> **Extract**:
HE was without doubt one of the most colourful, controversial and towering figures of modern times. Often rumoured, now confirmed: Fidel Castro, Cuban revolutionary leader, politician, marathon talker and iconic cigar smoker died late on Friday night.

“I’ll be 90 years old soon,” Castro said at a Communist Party congress in April. “Soon I will be like all the rest. Our turn comes to all of us, but the ideas of the Cuban communists will remain as proof that if one works with fervour and dignity, they can produce the material and cultural goods that human beings need and that need to be fought for without ever giving up.”

Fidel Castro’s life was the epitome of someone who never gave up.

“I began the revolution with 82 men. If I had to do it again, I would do it with 10 or 15 and absolute faith. It does not matter how small you are if you have faith and a plan of action,” he was quoted as saying in 1959, after his successful overthrow of President Fulgencio Batista’s regime.

> **Source data**:
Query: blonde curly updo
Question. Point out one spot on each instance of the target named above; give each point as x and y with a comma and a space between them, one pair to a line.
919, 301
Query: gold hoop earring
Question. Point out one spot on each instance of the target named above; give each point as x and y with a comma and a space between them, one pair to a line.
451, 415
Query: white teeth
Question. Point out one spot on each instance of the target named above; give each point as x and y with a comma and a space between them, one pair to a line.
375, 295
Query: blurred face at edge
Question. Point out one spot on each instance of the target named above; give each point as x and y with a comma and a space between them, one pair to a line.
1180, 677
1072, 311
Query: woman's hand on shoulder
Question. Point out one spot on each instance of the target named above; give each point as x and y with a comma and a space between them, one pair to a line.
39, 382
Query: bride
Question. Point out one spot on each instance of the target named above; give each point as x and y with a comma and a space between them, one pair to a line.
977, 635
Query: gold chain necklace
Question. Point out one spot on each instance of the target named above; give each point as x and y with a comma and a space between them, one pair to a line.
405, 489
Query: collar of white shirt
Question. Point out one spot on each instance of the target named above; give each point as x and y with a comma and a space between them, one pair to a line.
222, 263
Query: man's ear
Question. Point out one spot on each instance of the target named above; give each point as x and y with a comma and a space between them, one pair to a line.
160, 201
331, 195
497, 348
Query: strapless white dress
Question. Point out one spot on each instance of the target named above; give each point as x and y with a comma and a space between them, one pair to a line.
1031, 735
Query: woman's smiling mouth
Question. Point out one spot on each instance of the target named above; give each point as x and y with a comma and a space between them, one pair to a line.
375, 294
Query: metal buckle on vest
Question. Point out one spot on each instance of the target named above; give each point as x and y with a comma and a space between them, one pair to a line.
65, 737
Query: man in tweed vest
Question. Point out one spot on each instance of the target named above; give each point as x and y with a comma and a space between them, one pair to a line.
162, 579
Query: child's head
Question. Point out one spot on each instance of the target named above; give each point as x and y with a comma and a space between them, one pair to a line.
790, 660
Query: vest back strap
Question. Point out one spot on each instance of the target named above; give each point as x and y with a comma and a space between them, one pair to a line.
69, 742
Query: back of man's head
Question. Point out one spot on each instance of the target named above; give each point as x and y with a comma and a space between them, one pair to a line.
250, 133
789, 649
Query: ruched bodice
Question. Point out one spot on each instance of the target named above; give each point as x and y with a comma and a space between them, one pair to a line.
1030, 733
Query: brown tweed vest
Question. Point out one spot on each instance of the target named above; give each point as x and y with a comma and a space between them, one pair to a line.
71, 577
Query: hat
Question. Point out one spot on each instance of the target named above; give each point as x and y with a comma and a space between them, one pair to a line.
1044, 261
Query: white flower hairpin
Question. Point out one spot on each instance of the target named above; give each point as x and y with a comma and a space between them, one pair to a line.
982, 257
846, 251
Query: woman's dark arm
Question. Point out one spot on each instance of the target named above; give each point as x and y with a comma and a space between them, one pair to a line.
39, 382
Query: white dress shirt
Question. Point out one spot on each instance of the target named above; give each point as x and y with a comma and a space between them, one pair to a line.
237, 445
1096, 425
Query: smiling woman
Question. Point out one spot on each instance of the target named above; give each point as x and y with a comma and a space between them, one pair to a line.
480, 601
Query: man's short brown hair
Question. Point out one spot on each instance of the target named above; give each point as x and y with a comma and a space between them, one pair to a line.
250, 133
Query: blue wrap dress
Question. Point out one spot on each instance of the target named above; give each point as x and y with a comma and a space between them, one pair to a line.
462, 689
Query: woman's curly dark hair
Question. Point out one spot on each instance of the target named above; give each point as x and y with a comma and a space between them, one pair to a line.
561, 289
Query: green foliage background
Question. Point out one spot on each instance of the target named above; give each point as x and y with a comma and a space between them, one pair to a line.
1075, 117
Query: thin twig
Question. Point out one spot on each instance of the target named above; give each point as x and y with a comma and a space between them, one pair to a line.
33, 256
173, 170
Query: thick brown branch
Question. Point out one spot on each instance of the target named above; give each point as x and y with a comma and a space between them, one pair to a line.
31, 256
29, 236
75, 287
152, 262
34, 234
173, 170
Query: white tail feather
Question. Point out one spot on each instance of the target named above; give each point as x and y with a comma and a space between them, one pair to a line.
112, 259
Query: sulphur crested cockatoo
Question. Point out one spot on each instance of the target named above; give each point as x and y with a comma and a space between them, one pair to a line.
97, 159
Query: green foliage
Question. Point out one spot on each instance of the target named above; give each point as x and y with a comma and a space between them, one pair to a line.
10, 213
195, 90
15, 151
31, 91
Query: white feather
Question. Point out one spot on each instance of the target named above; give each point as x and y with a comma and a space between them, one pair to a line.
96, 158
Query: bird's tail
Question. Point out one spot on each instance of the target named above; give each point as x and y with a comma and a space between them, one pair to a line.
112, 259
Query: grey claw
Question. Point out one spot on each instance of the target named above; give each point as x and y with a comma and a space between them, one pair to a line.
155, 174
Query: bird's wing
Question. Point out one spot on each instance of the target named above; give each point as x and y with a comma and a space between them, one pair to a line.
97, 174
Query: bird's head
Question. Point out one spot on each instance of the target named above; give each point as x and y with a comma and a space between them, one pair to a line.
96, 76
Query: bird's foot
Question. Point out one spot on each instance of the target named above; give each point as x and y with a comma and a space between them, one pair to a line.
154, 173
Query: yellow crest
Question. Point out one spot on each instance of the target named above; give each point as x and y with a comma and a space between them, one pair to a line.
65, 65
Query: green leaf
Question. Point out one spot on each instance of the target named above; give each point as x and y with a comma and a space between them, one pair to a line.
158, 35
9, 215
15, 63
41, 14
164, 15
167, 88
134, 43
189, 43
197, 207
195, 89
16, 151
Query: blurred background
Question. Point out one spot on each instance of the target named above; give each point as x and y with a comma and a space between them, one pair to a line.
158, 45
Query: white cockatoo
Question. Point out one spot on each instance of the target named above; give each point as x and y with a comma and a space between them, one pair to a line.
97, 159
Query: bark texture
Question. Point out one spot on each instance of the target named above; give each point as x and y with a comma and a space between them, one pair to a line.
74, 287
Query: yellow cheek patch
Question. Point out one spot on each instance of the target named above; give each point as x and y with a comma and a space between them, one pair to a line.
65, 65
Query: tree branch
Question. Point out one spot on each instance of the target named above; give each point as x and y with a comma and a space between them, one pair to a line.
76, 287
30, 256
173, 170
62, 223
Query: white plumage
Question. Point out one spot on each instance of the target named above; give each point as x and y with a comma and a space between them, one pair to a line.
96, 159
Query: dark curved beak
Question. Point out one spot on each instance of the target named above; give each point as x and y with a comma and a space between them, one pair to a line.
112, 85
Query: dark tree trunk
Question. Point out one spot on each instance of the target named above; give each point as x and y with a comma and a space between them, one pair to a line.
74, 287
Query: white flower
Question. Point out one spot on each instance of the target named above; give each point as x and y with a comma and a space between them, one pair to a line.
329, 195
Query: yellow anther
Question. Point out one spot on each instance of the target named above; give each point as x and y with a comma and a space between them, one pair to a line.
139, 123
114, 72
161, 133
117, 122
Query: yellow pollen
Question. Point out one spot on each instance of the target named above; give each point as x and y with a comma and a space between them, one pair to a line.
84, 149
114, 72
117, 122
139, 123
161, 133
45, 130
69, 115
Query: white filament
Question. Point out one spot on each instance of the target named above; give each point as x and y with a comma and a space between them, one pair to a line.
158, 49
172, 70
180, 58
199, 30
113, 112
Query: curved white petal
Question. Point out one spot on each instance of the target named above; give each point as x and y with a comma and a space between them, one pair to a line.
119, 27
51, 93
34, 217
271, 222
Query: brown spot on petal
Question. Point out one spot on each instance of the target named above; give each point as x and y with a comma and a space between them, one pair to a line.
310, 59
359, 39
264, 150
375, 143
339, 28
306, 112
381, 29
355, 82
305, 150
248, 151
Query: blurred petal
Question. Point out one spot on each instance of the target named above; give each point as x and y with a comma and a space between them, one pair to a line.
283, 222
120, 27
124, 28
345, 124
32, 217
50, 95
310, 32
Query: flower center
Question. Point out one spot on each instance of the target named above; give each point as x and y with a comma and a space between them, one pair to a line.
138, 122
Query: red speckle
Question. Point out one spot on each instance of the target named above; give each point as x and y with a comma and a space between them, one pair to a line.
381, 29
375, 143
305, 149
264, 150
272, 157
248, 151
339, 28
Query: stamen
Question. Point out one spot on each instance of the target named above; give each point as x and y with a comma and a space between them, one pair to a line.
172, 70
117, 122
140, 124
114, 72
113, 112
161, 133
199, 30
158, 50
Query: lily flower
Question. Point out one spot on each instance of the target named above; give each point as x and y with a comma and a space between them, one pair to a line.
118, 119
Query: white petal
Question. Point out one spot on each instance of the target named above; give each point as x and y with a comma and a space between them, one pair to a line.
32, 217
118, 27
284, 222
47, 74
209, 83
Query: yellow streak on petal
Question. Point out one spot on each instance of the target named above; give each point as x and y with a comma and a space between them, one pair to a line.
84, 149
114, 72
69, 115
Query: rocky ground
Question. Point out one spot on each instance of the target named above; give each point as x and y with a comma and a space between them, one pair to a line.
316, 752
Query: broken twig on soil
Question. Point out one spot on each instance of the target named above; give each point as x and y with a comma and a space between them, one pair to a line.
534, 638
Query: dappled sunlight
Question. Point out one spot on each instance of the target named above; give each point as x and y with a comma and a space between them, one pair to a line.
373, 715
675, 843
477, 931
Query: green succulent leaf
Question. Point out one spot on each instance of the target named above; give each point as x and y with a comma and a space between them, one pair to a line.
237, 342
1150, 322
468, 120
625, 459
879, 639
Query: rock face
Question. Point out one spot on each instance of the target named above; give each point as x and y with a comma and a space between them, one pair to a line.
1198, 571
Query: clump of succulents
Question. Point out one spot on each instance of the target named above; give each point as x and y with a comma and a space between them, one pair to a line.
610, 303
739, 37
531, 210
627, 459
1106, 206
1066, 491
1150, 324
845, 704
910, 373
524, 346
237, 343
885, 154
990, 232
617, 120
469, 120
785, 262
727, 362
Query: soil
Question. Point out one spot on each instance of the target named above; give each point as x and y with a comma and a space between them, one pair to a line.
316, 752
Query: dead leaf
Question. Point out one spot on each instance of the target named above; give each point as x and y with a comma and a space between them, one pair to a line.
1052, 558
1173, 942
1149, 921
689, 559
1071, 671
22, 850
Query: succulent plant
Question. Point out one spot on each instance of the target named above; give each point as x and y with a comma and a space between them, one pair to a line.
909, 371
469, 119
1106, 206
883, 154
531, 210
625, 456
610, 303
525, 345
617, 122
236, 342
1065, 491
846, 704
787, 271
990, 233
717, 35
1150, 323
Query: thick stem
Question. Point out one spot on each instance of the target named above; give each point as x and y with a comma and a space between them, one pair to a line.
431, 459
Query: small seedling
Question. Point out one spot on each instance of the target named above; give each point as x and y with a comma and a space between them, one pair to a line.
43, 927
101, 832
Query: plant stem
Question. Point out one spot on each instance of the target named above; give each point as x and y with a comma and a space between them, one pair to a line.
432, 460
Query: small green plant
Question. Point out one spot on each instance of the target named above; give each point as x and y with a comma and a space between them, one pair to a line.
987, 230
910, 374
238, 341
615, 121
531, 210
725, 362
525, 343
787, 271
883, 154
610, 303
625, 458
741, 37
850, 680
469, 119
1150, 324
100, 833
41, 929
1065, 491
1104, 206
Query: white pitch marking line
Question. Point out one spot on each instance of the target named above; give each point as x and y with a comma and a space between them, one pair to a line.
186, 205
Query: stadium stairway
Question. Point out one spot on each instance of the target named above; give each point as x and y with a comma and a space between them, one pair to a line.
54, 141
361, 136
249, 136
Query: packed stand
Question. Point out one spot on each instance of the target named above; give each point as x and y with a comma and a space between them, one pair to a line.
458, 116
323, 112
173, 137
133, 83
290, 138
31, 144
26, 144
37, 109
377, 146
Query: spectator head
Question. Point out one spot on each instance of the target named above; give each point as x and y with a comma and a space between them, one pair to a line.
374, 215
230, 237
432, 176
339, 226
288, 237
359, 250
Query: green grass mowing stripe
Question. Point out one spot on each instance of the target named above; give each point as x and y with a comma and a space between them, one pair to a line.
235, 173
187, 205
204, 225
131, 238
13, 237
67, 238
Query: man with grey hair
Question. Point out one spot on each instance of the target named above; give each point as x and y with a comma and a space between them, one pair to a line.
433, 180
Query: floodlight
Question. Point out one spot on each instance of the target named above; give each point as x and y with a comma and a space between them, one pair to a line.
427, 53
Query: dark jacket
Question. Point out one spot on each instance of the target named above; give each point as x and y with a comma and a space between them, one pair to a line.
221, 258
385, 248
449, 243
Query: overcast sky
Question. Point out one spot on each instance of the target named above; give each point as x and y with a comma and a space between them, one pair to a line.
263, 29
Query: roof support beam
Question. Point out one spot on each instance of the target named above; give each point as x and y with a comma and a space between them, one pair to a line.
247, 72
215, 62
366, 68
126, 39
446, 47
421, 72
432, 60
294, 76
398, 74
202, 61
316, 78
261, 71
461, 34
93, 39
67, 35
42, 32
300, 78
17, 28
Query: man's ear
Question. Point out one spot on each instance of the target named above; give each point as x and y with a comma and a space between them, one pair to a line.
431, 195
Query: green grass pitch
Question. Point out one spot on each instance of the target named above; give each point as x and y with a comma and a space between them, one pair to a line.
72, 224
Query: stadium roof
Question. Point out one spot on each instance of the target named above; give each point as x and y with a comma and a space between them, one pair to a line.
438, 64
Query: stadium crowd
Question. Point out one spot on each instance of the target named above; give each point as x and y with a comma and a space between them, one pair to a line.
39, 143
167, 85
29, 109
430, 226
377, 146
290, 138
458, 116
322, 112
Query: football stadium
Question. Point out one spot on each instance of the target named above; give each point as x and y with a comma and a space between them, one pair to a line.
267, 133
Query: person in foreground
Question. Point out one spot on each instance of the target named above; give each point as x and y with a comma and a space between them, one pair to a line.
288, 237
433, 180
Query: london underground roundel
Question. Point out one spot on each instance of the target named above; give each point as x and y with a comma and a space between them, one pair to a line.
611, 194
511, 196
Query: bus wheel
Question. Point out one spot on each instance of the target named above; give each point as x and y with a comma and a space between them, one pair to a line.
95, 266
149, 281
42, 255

> **What needs to be done**: Repeat word for word the part of the Fidel Castro article from "Fidel Castro’s life" up to and including "Fulgencio Batista’s regime.".

> **Exercise response**:
Fidel Castro’s life was the epitome of someone who never gave up.

“I began the revolution with 82 men. If I had to do it again, I would do it with 10 or 15 and absolute faith. It does not matter how small you are if you have faith and a plan of action,” he was quoted as saying in 1959, after his successful overthrow of President Fulgencio Batista’s regime.